--- START ---

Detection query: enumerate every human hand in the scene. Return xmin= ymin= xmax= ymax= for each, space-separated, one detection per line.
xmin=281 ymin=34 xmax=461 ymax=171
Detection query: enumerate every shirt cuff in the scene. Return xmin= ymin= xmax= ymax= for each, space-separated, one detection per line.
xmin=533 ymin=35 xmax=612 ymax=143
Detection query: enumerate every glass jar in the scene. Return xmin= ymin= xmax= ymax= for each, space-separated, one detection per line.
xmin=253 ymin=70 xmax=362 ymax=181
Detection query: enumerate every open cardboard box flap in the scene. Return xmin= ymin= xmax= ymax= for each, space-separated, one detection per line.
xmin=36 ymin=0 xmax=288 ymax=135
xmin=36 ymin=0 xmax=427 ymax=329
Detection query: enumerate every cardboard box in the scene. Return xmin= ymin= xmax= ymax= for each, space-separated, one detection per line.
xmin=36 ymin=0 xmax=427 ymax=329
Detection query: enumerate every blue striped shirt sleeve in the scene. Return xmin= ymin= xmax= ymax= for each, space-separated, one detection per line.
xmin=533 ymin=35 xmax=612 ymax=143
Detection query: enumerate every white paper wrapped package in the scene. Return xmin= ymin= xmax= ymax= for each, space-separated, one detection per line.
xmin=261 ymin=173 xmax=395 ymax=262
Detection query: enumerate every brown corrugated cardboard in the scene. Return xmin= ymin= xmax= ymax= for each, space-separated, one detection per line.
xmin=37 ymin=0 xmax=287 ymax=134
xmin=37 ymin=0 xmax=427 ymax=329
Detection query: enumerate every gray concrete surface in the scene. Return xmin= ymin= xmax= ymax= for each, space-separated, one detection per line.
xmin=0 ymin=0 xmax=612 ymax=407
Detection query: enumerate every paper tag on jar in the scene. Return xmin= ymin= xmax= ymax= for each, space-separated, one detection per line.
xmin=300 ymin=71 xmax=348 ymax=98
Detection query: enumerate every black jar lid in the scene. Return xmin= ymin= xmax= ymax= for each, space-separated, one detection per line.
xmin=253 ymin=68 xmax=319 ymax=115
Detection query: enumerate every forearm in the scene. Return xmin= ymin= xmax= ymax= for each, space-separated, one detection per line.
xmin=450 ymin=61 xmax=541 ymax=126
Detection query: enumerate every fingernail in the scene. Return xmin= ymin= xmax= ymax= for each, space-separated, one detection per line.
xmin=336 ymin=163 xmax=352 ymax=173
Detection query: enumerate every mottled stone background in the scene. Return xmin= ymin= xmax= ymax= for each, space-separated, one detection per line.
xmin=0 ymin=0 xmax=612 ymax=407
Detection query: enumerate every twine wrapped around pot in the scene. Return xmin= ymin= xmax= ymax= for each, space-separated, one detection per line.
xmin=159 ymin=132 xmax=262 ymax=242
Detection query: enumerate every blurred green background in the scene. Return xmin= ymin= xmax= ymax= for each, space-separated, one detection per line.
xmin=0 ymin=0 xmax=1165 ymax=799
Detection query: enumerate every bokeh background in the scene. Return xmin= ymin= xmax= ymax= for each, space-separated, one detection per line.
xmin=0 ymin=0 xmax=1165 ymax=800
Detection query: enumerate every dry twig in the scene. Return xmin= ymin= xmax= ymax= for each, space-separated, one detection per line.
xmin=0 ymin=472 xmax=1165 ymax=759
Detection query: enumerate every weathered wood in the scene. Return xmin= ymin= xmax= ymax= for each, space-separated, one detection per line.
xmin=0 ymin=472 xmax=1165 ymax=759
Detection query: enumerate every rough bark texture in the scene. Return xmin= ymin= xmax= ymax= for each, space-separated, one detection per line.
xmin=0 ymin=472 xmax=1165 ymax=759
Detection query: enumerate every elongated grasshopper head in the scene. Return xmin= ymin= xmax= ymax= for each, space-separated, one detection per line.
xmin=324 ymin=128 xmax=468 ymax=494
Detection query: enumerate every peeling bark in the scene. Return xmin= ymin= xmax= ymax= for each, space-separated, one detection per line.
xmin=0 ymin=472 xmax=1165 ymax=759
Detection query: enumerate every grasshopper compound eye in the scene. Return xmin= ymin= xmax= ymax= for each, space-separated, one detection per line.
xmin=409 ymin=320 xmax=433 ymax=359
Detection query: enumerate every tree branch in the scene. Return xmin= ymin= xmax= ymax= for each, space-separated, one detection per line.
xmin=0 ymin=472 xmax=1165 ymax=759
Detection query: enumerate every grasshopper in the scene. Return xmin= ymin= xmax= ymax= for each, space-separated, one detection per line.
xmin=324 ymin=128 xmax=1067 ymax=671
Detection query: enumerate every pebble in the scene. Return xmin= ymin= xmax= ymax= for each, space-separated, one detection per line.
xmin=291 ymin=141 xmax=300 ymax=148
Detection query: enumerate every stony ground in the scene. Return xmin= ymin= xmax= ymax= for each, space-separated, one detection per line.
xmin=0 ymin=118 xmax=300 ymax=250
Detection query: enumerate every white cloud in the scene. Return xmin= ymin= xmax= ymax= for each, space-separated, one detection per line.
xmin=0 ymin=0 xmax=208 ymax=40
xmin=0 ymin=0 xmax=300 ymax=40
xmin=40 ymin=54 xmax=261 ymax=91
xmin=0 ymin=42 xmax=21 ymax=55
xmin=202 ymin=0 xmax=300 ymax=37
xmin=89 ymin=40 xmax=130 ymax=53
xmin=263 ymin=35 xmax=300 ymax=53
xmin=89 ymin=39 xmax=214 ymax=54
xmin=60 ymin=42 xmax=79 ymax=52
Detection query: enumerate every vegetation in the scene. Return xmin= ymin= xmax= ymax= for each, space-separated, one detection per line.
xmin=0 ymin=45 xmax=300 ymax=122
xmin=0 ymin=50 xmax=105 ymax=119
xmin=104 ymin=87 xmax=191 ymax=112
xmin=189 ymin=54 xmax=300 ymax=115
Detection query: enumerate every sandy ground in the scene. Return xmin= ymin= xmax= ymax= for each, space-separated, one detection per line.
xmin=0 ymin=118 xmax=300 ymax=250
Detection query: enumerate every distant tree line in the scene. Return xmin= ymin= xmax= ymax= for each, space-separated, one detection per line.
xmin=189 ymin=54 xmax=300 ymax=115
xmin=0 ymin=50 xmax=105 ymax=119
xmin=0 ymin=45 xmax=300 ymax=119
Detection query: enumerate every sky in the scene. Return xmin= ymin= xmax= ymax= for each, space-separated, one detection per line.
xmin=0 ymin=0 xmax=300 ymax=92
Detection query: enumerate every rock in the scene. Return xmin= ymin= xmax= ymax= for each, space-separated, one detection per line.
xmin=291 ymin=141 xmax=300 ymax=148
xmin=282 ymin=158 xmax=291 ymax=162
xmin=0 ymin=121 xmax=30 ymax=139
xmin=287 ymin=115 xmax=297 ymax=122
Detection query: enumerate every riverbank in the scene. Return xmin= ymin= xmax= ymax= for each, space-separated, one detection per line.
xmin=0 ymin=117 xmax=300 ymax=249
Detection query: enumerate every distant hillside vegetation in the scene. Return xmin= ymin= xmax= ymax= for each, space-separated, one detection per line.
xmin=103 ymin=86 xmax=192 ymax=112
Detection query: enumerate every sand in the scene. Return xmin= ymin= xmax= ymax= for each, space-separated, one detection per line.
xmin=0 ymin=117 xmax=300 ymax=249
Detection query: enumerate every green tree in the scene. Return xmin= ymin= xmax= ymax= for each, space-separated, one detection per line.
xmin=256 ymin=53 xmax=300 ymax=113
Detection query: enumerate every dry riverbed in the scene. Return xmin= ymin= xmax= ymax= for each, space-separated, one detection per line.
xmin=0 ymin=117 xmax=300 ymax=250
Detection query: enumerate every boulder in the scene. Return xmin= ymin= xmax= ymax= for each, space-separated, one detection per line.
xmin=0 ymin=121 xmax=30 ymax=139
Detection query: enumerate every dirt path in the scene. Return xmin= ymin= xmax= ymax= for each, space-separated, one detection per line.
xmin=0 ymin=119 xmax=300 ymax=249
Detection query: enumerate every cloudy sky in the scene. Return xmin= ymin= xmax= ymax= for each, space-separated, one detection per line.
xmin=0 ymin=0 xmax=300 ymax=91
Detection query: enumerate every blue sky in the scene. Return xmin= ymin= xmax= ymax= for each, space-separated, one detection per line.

--- END ---

» **Work required**
Pull out every line of the records that contains the word "background", and copy each of those lines in full.

» **Full response**
Detection query: enumerate every mottled stone background in the scene. Return xmin= ymin= xmax= ymax= for each, space-separated, one detection per line.
Detection query: enumerate every blurred green background in the scene. Return xmin= ymin= xmax= ymax= for each, space-separated, one detection per line.
Detection query: enumerate every bokeh background in the scene. Return xmin= ymin= xmax= ymax= for each, space-separated, one detection per line.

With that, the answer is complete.